Activity: The answer is to be all of the data below, reproduced exactly.

Exercise data:
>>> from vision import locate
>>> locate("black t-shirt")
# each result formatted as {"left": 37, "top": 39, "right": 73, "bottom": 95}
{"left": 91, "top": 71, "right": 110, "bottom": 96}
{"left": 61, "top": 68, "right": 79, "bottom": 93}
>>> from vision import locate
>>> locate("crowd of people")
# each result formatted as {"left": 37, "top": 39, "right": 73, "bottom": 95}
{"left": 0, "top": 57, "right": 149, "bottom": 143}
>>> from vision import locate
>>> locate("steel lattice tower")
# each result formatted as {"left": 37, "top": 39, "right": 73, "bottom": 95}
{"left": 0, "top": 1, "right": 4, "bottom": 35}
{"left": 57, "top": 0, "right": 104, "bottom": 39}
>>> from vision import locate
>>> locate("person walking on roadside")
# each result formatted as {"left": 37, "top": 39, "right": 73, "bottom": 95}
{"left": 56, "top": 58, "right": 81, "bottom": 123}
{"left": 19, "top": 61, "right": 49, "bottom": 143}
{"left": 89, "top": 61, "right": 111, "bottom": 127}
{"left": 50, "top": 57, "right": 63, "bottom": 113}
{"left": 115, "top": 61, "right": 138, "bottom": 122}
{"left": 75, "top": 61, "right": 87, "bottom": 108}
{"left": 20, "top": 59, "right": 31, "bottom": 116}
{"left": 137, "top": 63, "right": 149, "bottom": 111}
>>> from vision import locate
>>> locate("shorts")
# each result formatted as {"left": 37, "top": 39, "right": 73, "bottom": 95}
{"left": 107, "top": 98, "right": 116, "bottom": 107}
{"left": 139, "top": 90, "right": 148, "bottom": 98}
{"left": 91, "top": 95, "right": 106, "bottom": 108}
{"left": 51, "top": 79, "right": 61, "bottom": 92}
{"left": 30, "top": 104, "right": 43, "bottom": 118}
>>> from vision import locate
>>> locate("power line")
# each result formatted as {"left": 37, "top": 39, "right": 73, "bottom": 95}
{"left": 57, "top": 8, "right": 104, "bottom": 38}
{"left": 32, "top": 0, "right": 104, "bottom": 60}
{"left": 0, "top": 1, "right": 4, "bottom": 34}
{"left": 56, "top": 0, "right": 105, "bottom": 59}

Your response:
>>> from vision import locate
>>> locate("black t-shirt")
# each result formatted as {"left": 37, "top": 39, "right": 73, "bottom": 95}
{"left": 91, "top": 71, "right": 110, "bottom": 96}
{"left": 61, "top": 68, "right": 79, "bottom": 93}
>>> from vision import locate
>>> locate("crowd of people")
# each result formatted as {"left": 37, "top": 39, "right": 73, "bottom": 95}
{"left": 0, "top": 57, "right": 149, "bottom": 143}
>>> from vision import locate
>>> locate("steel lattice tower")
# each result formatted as {"left": 37, "top": 39, "right": 73, "bottom": 95}
{"left": 0, "top": 1, "right": 4, "bottom": 35}
{"left": 57, "top": 0, "right": 104, "bottom": 39}
>>> from vision import locate
>>> locate("person walking on roadside")
# each result formatted as {"left": 37, "top": 39, "right": 73, "bottom": 95}
{"left": 56, "top": 58, "right": 81, "bottom": 123}
{"left": 19, "top": 61, "right": 49, "bottom": 143}
{"left": 89, "top": 61, "right": 111, "bottom": 127}
{"left": 50, "top": 57, "right": 63, "bottom": 113}
{"left": 115, "top": 61, "right": 138, "bottom": 122}
{"left": 75, "top": 61, "right": 87, "bottom": 108}
{"left": 20, "top": 59, "right": 31, "bottom": 116}
{"left": 137, "top": 63, "right": 149, "bottom": 111}
>>> from vision import locate
>>> locate("shorts")
# each result formatted as {"left": 37, "top": 39, "right": 73, "bottom": 95}
{"left": 107, "top": 98, "right": 116, "bottom": 107}
{"left": 139, "top": 90, "right": 148, "bottom": 98}
{"left": 91, "top": 95, "right": 106, "bottom": 108}
{"left": 51, "top": 79, "right": 61, "bottom": 92}
{"left": 30, "top": 104, "right": 43, "bottom": 118}
>>> from vision import locate
>>> locate("power line")
# each result formatted as {"left": 37, "top": 39, "right": 73, "bottom": 95}
{"left": 57, "top": 8, "right": 104, "bottom": 38}
{"left": 32, "top": 0, "right": 104, "bottom": 60}
{"left": 0, "top": 1, "right": 4, "bottom": 34}
{"left": 56, "top": 0, "right": 105, "bottom": 59}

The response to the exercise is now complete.